• [The data]:

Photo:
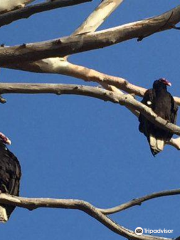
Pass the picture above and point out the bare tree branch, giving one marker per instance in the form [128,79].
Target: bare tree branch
[26,12]
[7,6]
[34,203]
[98,16]
[80,43]
[61,66]
[139,201]
[95,92]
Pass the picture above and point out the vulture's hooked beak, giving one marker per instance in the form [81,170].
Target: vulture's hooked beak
[166,82]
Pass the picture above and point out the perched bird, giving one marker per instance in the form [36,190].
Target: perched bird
[10,174]
[163,104]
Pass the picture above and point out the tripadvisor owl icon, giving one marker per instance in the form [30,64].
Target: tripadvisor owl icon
[139,231]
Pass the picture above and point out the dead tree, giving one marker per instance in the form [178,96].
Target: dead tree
[53,57]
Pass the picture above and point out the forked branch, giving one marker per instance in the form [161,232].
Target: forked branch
[96,213]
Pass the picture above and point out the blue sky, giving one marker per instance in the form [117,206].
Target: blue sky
[84,148]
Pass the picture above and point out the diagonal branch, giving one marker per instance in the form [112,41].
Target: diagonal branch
[98,16]
[34,203]
[95,92]
[139,201]
[61,66]
[80,43]
[26,12]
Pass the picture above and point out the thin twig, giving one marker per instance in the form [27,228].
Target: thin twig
[34,203]
[80,43]
[26,12]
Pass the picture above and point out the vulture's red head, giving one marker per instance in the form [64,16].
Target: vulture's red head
[4,139]
[161,83]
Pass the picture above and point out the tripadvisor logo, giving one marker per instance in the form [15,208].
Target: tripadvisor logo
[138,231]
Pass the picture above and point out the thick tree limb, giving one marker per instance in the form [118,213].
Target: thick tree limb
[34,203]
[75,44]
[26,12]
[61,66]
[95,92]
[98,16]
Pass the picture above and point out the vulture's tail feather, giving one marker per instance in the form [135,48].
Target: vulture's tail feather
[3,215]
[156,145]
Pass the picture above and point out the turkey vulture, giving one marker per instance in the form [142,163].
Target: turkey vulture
[163,104]
[10,174]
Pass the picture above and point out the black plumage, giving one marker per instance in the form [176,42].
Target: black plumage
[163,104]
[10,174]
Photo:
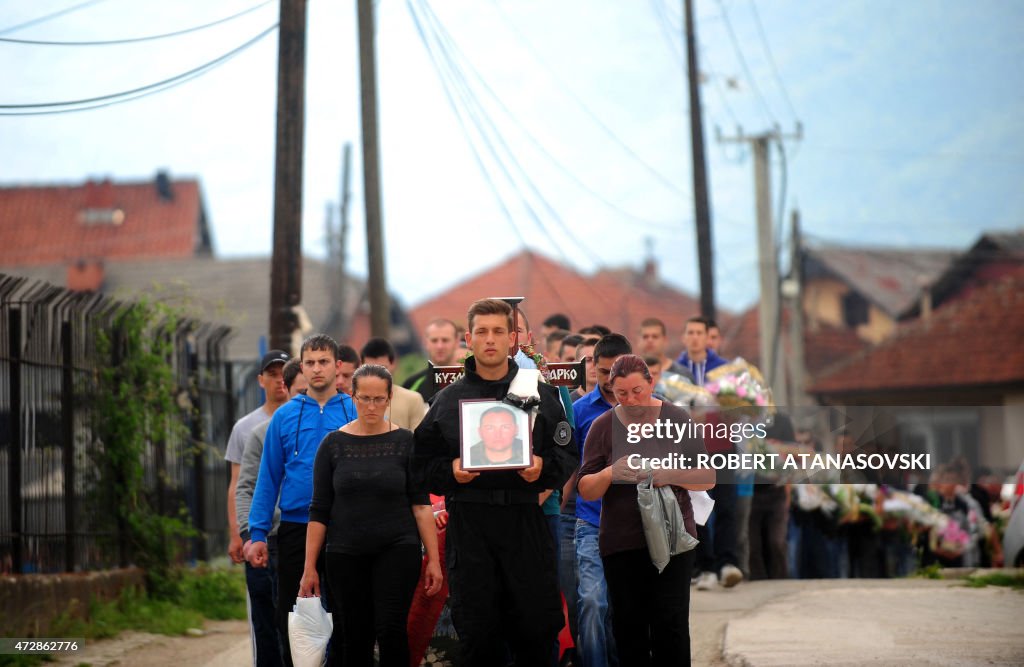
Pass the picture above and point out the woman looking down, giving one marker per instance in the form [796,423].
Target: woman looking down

• [Action item]: Each record above must be retyped exactly, minus its pictures.

• [Answer to this exercise]:
Photo:
Pass the picture above and point out the bare tree branch, giving one marker per instance in the form [128,79].
Target: bare tree branch
[26,12]
[7,6]
[34,203]
[98,16]
[80,43]
[61,66]
[139,201]
[95,92]
Pass the picture above and point out the vulture's hooked beak, giving one marker per instance in the form [81,170].
Target: vulture's hooked beak
[166,82]
Pass the picture above and point out the perched bird, giving one marker per instance in the form [36,190].
Target: perched bird
[10,174]
[163,104]
Pass the picture above and point out the tripadvisor owl icon, giving one marker per instance in the form [30,64].
Target: tripadvisor owl icon
[139,231]
Pass the picture above and point out the dead tree, giving one marker per instance in the form [178,96].
Target: dead tree
[53,57]
Pass the picture above and point out the forked branch, giving one marker per instance in the form [161,232].
Target: forked branch
[96,213]
Pass the picture above and point out the blue sky, giving one marker per instance in the form [117,206].
Target: blue sky
[84,148]
Pass the picture above and point out the diagonal branch, giving one marker per instance in the form [112,41].
Target: diagonal branch
[98,16]
[34,203]
[95,92]
[139,201]
[61,66]
[80,43]
[26,12]
Pass the picture above and point out the thin twig, giving one marker per instance in the form [27,228].
Target: thin twig
[34,203]
[80,43]
[26,12]
Pass the picture above and point out the vulture's red head, giving one marker per instance in the form [64,16].
Target: vulture's red head
[4,139]
[161,83]
Pass the picture above and point out the tripadvisor logo, giving one marker per instance in the form [15,208].
Target: tripadvisor logo
[138,231]
Pass the picture above and point out the thick tree limb, giving one marker per instance in the form [118,213].
Target: thick tree limb
[34,203]
[75,44]
[26,12]
[61,66]
[95,92]
[98,16]
Pass the picture above and point out the vulture's tail feather, giving one marker per instance in the form [135,48].
Target: vulture's tail feather
[3,215]
[156,145]
Pass the picture above and point out the turkey vulture, giving one marker per instance in the form [142,163].
Target: turkey vulture
[163,104]
[10,174]
Pass the picture above and point out the black plumage, giving one marker per instance in the form [176,42].
Target: black plumage
[163,104]
[10,174]
Photo:
Pass the picture above and point out the woman looking down, giving one marker per instance in the form [796,423].
Target: woman looking down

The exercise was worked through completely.